» SET TASK 1
Copy the passage of the event-processing documentation word for word, beginning at the words "Two fundamental processing" and stopping after "they arrive (real-time)".
» SET TASK 2
Write the next part of the event-processing documentation, picking up after its final line.

» SOURCE DOCUMENT
↓↓↓

Push Mode Flow (Automatic)

Fetch → Buffer → Reserve → Process → ✅ Acknowledge (or ❌ Retry)
         ↑                    ↑                 ↑
    You configure         Pump handles     You write business logic

Pull Mode Flow (Manual)

Fetch → Buffer → YOU Reserve → YOU Process → YOU Acknowledge/Fail
         ↑           ↑              ↑              ↑
    Pump handles   You control   You control   You control

Buffer Management

Local in-memory event queue between fetching and processing:

Buffer: [Event1, Event2, Event3, Event4, Event5] 
         ↑                              ↑
    Processing these              Fetching more

Handles key scenarios:

  • Backpressure: When processing is slower than event arrival rate
  • Batch processing: Group multiple events for efficient processing
  • Flow control: Automatic throttling based on buffer capacity
  • Memory protection: Prevents unlimited memory growth during slow processing

Live vs Historical Processing

Two fundamental processing patterns:

Live Mode

  • When: stateManager.getState() returns null
  • Behavior: Process new events as they arrive (real-time)
  • Use case: Production event processing, real-time analytics

Historical Mode

  • When: stateManager.getState() returns { timeBucket, eventId }
  • Behavior: Process events from specific point in time
  • Use case: Backfill data, debugging, data migration, replaying scenarios

⚡ Concurrency & Parallel Processing

Control how many events process simultaneously:

processor: {
  concurrency: 5,  // Process up to 5 events in parallel
  handler: async (events) => {
    // This batch could contain 1-5 events
    // All processed in parallel for efficiency
  }
}

Performance considerations:

  • Higher concurrency: Faster processing, more resource usage
  • Lower concurrency: More controlled, better for external API limits
  • Optimal range: Usually 5-20 for most applications

🔧 Failure Handling & Retries

Automatic resilience for production systems:

Event fails → Retry 1 → Retry 2 → Retry 3 → Permanent failure
     ↓           ↓         ↓         ↓            ↓
 Log error   Log retry  Log retry  Log retry   failedHandler()

↑↑↑

» STORED RECORDS
↓↓↓

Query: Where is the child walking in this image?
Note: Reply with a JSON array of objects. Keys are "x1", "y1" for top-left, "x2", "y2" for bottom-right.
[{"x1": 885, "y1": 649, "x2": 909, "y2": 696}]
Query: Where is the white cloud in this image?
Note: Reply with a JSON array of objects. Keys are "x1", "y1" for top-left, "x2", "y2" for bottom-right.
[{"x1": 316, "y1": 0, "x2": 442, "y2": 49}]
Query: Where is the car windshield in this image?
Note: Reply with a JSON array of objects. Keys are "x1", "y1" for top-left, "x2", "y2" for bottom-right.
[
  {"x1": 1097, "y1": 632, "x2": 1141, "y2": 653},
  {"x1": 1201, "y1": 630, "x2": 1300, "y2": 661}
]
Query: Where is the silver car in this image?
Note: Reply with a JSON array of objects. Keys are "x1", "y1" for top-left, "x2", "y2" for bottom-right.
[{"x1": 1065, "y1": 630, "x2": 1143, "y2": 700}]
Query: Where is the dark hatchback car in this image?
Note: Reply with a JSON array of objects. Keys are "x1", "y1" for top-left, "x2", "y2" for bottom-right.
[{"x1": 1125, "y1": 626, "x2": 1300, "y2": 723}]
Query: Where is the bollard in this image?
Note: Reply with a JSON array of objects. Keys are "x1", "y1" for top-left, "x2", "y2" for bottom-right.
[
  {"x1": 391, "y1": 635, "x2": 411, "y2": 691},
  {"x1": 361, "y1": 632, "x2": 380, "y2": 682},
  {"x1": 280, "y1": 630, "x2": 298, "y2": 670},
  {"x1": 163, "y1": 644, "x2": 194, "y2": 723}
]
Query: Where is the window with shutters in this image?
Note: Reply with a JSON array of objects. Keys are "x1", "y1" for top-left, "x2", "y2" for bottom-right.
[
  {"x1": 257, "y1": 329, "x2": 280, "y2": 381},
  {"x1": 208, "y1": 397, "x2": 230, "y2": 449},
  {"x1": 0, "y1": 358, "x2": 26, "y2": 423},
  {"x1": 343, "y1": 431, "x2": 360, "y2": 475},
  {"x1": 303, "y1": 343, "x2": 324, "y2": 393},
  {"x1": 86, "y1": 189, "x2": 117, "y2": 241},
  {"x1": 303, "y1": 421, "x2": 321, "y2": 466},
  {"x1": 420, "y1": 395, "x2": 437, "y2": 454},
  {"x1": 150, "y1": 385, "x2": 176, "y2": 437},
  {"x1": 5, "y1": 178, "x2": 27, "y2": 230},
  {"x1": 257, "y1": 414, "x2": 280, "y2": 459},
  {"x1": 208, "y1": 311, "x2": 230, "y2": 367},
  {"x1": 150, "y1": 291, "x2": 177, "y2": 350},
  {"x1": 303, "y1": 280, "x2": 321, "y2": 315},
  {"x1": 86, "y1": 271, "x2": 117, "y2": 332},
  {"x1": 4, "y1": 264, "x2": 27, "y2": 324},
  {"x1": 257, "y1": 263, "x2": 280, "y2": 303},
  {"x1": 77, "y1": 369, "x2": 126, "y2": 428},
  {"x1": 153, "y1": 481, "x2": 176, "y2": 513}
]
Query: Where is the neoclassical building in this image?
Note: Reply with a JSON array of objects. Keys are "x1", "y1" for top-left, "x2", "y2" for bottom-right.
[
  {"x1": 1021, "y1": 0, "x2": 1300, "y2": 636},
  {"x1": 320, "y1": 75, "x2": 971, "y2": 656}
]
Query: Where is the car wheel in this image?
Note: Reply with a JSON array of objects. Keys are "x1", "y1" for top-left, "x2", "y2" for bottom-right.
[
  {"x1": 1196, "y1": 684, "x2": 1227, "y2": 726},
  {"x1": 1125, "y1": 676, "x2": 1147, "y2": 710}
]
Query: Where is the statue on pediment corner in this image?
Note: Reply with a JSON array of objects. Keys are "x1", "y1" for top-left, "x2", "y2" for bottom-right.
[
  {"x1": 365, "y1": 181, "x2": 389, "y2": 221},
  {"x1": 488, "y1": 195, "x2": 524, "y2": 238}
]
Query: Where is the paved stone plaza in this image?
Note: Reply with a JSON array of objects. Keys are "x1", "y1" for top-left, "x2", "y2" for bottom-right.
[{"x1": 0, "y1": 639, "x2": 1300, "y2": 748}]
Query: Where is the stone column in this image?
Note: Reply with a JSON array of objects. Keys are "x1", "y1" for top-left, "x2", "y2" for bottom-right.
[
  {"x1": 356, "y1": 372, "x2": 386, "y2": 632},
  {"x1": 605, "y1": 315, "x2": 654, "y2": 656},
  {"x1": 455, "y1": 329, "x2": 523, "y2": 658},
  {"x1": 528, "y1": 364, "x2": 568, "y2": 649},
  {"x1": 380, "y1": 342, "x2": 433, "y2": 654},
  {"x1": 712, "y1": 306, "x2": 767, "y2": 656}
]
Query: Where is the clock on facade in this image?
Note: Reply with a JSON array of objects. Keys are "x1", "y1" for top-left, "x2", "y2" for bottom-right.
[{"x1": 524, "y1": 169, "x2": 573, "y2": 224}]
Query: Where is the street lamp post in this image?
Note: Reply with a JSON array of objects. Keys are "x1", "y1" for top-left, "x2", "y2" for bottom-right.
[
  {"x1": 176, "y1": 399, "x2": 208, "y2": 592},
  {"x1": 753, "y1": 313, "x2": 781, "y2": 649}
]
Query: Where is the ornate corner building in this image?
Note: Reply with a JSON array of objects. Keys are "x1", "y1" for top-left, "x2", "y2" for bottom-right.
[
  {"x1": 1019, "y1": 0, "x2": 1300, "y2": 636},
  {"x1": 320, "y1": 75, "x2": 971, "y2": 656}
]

↑↑↑

» OUTPUT 1
Two fundamental processing patterns:

Live Mode

  • When: stateManager.getState() returns null
  • Behavior: Process new events as they arrive (real-time)

» OUTPUT 2
Configurable behavior:

  • maxRedeliveryCount: How many retries before giving up
  • failedHandler: Your code to handle permanently failed events
  • Exponential backoff: Automatic delays between retries

Usage Patterns

Push Mode (Automatic Lifecycle Management)

Best for most use cases - You focus on business logic, the pump handles everything else automatically.

  • You handle: Writing your event processing logic
  • Pump handles: Reserve → Process → Acknowledge → Retry on failures
  • Use when: Standard event processing with simple error handling
const dataPump = FlowcoreDataPump.create({
  auth: {/* auth config */},
  dataSource: {/* data source config */},
  stateManager: {/* state management */},
  processor: {
    concurrency: 5,
    handler: async (events) => {
      // You only write business logic here
      for (const event of events) {
        await processEvent(event)
      }
      // ✅ Pump automatically acknowledges if successful
      // ❌ Pump automatically retries if errors thrown
    },
    failedHandler: async (failedEvents) => {
      // Handle events that permanently failed after all retries
      await logFailedEvents(failedEvents)
    },
  },
  bufferSize: 1000,
  maxRedeliveryCount: 3,
})

await dataPump.start() // Just start and it runs automatically!

Pull Mode (Manual Lifecycle Control)

For advanced scenarios - You control the entire event lifecycle manually.

  • You handle: Reserve → Process → Acknowledge/Fail → Custom retry logic
  • Pump provides: Raw event access and buffer management
  • Use when: Complex error handling, partial batch failures, or custom acknowledgment logic
const dataPump = FlowcoreDataPump.create({
  auth: {/* auth config */},
  dataSource: {/* data source config */},
  stateManager: {/* state management */},
  // ❌ No processor = manual mode
})

await dataPump.start()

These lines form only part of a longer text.